• Excerpt provided:
## BEGIN
Apple Habanero Smoked BBQ St. Louis-Style Ribs

The backyard version of a competition classic. Champion BBQer Jay Tinney reveals his secrets step by step for how he makes a rack of grand champion-worthy ribs at home.
Jay Tinney, Tinney Barbecue

Head Country Brand Ambassador

Jay Tinney is pitmaster at Tinney Barbecue in Austin, Texas. He has been a competition BBQer for nearly 20 years, winning titles at numerous contests in Texas. For over 15 years, Tinney has been the head competition chef on several of the largest teams at the Austin Rode. He was the San Antonio Rodeo BBQ Cookoff Grand Champion in 2018. Tinney uses Head Country in his catering as well as at competition.


1 4.5-5-lb rack of St. Louis-style ribs
Salt/Pepper/Garlic seasoning (Jay likes the Fajita seasoning from Fiesta)
Head Country Original Championship Seasoning
Apple juice
Butter, 1/2 c. (one stick)
Honey, 2 Tbsp.
Tiger Sauce, 2 Tbsp.
Light brown sugar, 1 c.
Head Country Apple Habanero BBQ Sauce

Spray bottle
Basting brush
Heavy-duty aluminum foil


275 degrees F


4-1/2 hours


Bring your grill or smoker up to 275 degrees F.
## END
• Parts of the exercise:
[1] From the ribs recipe page, reproduce the passage from "The backyard version" to "ribs at home." verbatim.
[2] According to the ribs recipe page, what record supports calling Jay Tinney a champion BBQer? Answer in one to three sentences.

• Data lines:
## BEGIN
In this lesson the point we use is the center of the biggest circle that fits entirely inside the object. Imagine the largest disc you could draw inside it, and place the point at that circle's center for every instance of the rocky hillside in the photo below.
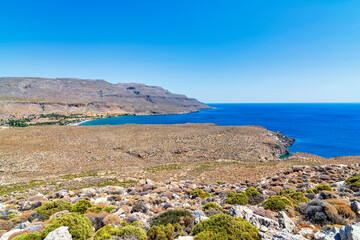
(183, 151)
(24, 97)
(302, 202)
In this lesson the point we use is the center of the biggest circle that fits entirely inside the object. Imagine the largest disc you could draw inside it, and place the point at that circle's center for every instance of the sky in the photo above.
(216, 51)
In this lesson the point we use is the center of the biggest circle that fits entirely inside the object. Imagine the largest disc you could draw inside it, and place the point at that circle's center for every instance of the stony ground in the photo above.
(143, 200)
(189, 151)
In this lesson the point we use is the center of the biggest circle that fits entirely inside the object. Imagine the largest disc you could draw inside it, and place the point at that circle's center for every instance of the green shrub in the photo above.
(105, 233)
(254, 196)
(277, 203)
(136, 224)
(297, 197)
(251, 191)
(108, 209)
(28, 236)
(132, 231)
(80, 227)
(238, 198)
(225, 227)
(81, 206)
(50, 208)
(173, 217)
(322, 187)
(211, 205)
(161, 232)
(199, 193)
(287, 191)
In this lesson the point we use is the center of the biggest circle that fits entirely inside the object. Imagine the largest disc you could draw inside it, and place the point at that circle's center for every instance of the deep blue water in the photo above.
(326, 130)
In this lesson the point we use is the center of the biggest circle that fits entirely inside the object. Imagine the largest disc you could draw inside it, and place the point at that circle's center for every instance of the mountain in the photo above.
(22, 97)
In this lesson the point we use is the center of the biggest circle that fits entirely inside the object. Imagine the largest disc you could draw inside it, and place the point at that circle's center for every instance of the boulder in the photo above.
(262, 223)
(59, 233)
(7, 235)
(285, 222)
(333, 234)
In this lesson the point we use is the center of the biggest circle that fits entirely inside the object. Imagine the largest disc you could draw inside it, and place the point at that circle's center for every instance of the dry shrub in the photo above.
(342, 208)
(112, 219)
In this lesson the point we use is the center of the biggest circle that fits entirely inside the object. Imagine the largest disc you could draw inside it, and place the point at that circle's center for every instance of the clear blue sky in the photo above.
(215, 51)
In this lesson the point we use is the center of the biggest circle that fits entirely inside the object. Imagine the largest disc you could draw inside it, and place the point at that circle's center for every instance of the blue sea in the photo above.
(326, 130)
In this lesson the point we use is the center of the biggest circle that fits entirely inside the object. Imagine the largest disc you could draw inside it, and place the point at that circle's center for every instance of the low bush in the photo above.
(277, 203)
(106, 232)
(52, 207)
(254, 196)
(82, 206)
(199, 193)
(321, 188)
(287, 191)
(132, 232)
(251, 191)
(297, 197)
(225, 227)
(309, 191)
(342, 208)
(173, 217)
(80, 227)
(237, 198)
(28, 236)
(354, 181)
(323, 212)
(95, 209)
(108, 209)
(212, 209)
(168, 232)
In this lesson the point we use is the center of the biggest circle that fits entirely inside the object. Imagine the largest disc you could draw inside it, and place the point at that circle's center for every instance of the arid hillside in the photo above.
(200, 152)
(27, 97)
(52, 150)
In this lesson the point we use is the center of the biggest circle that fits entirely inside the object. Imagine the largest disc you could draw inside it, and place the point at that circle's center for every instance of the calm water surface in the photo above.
(327, 130)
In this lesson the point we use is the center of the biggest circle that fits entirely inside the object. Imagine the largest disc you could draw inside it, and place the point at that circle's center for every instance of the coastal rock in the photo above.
(286, 236)
(59, 233)
(286, 222)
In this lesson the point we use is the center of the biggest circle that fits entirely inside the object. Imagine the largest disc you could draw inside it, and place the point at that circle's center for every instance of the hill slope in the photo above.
(24, 97)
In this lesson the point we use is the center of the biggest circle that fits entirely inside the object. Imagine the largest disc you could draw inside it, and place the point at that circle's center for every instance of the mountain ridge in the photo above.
(21, 97)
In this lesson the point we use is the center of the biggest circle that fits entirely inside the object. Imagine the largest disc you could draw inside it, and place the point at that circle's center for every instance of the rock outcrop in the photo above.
(24, 97)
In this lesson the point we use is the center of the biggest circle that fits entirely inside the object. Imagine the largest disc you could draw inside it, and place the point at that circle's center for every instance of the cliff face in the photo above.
(23, 97)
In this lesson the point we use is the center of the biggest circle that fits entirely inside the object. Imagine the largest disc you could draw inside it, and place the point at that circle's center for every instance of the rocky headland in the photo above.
(30, 98)
(302, 202)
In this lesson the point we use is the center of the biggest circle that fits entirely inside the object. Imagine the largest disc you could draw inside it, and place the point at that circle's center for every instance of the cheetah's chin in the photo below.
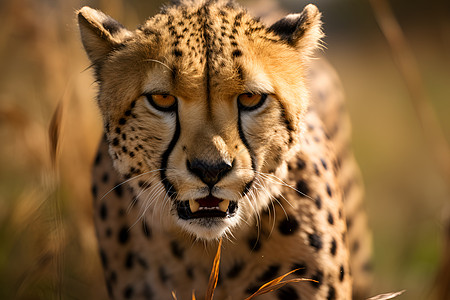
(207, 207)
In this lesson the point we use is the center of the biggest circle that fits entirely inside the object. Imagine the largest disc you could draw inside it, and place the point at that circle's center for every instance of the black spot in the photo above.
(254, 244)
(98, 158)
(190, 273)
(301, 164)
(105, 177)
(177, 52)
(235, 270)
(331, 293)
(330, 218)
(123, 235)
(318, 202)
(287, 293)
(94, 190)
(329, 190)
(315, 241)
(367, 266)
(333, 247)
(146, 230)
(129, 261)
(118, 190)
(318, 277)
(302, 188)
(237, 53)
(104, 259)
(103, 211)
(288, 226)
(148, 292)
(142, 262)
(269, 274)
(128, 292)
(177, 251)
(163, 276)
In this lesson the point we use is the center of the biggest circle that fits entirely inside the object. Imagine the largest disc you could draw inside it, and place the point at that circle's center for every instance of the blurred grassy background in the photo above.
(47, 243)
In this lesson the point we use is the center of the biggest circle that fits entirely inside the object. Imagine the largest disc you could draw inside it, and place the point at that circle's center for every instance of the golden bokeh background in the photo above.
(47, 242)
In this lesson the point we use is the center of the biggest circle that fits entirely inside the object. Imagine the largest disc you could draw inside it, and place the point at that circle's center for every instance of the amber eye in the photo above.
(162, 102)
(248, 101)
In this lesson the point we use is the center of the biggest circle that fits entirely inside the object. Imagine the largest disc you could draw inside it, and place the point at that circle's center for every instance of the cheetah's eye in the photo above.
(163, 102)
(248, 101)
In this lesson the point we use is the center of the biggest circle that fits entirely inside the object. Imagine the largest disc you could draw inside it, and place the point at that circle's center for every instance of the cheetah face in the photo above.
(200, 107)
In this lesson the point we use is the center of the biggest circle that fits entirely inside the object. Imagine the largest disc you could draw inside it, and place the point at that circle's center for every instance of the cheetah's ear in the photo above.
(303, 30)
(100, 33)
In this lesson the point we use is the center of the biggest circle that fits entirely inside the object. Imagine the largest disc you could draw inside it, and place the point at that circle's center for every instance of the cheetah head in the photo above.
(201, 105)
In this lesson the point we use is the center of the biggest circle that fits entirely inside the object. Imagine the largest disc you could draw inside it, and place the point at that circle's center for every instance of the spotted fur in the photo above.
(285, 164)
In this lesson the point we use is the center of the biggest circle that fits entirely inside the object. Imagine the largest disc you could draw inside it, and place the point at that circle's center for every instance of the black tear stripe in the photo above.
(250, 151)
(165, 159)
(289, 126)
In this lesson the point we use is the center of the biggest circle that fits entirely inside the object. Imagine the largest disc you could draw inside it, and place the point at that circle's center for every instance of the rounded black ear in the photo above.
(100, 33)
(302, 31)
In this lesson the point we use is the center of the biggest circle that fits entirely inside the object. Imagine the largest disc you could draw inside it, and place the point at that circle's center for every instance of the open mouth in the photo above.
(208, 207)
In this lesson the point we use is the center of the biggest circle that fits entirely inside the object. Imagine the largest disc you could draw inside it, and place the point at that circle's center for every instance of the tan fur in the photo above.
(206, 54)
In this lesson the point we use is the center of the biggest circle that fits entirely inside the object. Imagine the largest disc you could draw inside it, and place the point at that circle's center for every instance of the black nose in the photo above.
(209, 173)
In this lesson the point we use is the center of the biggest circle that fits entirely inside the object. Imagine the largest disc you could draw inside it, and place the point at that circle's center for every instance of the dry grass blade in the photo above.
(214, 274)
(54, 132)
(276, 284)
(387, 296)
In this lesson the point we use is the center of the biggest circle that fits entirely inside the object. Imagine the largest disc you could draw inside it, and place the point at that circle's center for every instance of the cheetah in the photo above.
(217, 126)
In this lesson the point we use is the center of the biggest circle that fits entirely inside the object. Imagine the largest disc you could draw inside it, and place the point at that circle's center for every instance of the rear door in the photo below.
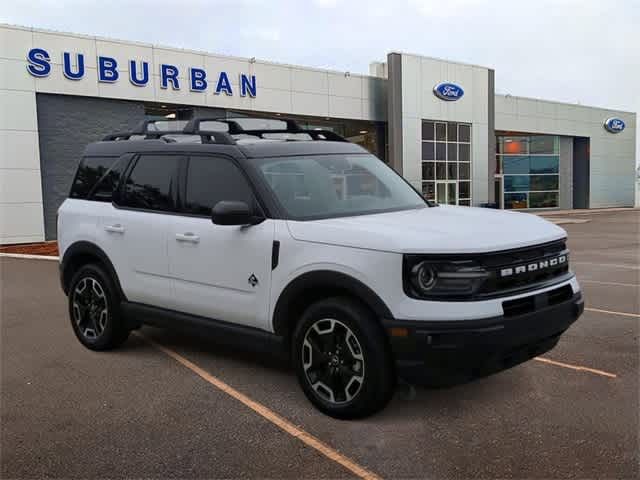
(220, 272)
(135, 229)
## END
• Answers by task:
[1]
The backyard version of a competition classic. Champion BBQer Jay Tinney reveals his secrets step by step for how he makes a rack of grand champion-worthy ribs at home.

[2] Jay Tinney has competed in barbecue for nearly 20 years and has won titles at numerous contests in Texas. He was also the San Antonio Rodeo BBQ Cookoff Grand Champion in 2018.